[MATERIAL SUPPLIED — start]

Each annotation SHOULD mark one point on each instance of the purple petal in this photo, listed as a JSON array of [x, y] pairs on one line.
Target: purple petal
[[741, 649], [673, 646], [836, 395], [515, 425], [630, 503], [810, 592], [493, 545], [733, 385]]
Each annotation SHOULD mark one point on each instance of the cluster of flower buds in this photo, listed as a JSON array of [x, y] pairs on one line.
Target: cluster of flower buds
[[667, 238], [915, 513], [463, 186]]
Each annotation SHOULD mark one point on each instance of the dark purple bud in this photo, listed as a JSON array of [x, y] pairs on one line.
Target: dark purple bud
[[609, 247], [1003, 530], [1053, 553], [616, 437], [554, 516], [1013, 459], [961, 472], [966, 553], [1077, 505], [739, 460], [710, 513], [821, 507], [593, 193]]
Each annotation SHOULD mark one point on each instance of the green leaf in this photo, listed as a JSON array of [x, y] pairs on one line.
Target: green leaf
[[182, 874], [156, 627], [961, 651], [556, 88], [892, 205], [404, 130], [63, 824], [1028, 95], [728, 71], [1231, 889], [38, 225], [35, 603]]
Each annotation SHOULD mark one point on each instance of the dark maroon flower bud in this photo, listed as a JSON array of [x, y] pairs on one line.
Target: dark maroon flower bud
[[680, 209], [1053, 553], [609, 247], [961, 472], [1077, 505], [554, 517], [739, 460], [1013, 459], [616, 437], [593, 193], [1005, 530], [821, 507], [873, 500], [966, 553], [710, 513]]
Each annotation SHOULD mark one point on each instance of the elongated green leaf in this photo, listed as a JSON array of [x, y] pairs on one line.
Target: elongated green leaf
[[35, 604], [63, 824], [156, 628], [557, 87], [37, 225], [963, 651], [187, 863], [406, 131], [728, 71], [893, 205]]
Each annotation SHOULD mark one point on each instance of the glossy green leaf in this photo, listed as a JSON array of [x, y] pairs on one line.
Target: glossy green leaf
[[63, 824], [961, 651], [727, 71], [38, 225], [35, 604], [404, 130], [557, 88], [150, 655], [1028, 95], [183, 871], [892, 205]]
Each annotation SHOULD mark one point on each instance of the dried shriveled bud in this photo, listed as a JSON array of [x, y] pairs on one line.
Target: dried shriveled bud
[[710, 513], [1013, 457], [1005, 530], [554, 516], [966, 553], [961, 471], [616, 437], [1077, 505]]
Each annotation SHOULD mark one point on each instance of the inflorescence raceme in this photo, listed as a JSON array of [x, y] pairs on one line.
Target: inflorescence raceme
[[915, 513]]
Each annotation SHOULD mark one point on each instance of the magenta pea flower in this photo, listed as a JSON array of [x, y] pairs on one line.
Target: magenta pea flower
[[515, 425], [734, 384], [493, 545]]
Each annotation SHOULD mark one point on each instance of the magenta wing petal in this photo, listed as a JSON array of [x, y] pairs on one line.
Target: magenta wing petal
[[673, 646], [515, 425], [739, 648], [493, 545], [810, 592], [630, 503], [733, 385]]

[MATERIAL SUPPLIED — finish]

- [EXERCISE]
Nothing may change. Retype all of the entries.

- [THE ANSWER]
Each annotation SHOULD mark one point on each instance of the purple petal in this photo, listed as a JSON array of [x, y] pairs on one line.
Target: purple petal
[[741, 649], [673, 646], [836, 395], [515, 425], [630, 503], [810, 592], [493, 545], [733, 385]]
Each annotation SHOULD mark one point on each instance of the cluster of flower buds in this photo, listed as a JSON array of [x, y] pairs on one line.
Target: cluster of flower buds
[[667, 238], [915, 513], [463, 186]]
Each annotation SHOULD mark one point on each instance of the dark purple bud in this photo, listed as a JSON array of [x, y] pairs on one line.
Target: dark purple bud
[[609, 247], [1003, 530], [1053, 553], [616, 437], [554, 516], [1013, 459], [961, 472], [966, 553], [1077, 505], [739, 460], [710, 513], [821, 507], [593, 193]]
Each annotation SHOULD mark one point on each instance of the green leaf in this photo, listed as a JSON array of [x, y] pairs on one line.
Target: green leaf
[[182, 874], [156, 627], [961, 651], [556, 88], [892, 205], [404, 130], [63, 824], [1028, 95], [728, 71], [1231, 889], [38, 225], [35, 603]]
Each annotation SHOULD mark one point on each instance of the dark maroon flower bud in this photo, listed as a JSON array of [x, y] pairs on one line.
Target: dark maroon flower bud
[[680, 209], [1053, 553], [609, 247], [961, 472], [1077, 505], [554, 517], [739, 460], [1013, 459], [616, 437], [593, 193], [1005, 530], [821, 507], [873, 500], [966, 553], [710, 513]]
Each annotation SHOULD mark one point on each instance of the elongated green leaf in this photo, listed as a JSON array of [x, y] pairs on one line.
Target: elongated green leaf
[[35, 604], [63, 824], [156, 628], [557, 87], [37, 225], [963, 651], [187, 863], [406, 131], [728, 71], [893, 205]]
Each annotation SHOULD mark one point on each instance of the glossy green leaf in this photo, listed as a JSON array of [x, y] pairs on one line.
Target: glossy green leaf
[[63, 824], [961, 651], [727, 71], [38, 225], [35, 604], [404, 130], [557, 88], [150, 655], [1028, 95], [183, 871], [892, 205]]
Each annotation SHOULD mark one point on each instance of the dried shriveled bud in this photo, listed as a JSON array of [x, y] pairs on one line.
Target: dried shriveled bud
[[710, 513], [1013, 457], [1005, 530], [554, 516], [966, 553], [961, 471], [616, 437], [1077, 505]]
Each annotation SHOULD mark one point on each instance of the inflorescence raceme in this photo, listed as a JSON array of [x, y] pairs on one line.
Target: inflorescence raceme
[[915, 513]]
Each annotation SHOULD mark one point on each instance of the magenta pea flower in this photo, listed as a JSON array of [x, y] pairs on one line.
Target: magenta pea flower
[[515, 425], [734, 384], [493, 545]]
Each annotation SHOULD mark one point on each instance of the magenta wing petal in this photo, listed as a JSON array of [x, y] pairs on one line.
Target: magenta wing petal
[[673, 646], [515, 425], [739, 648], [493, 545], [810, 592], [630, 503], [733, 385]]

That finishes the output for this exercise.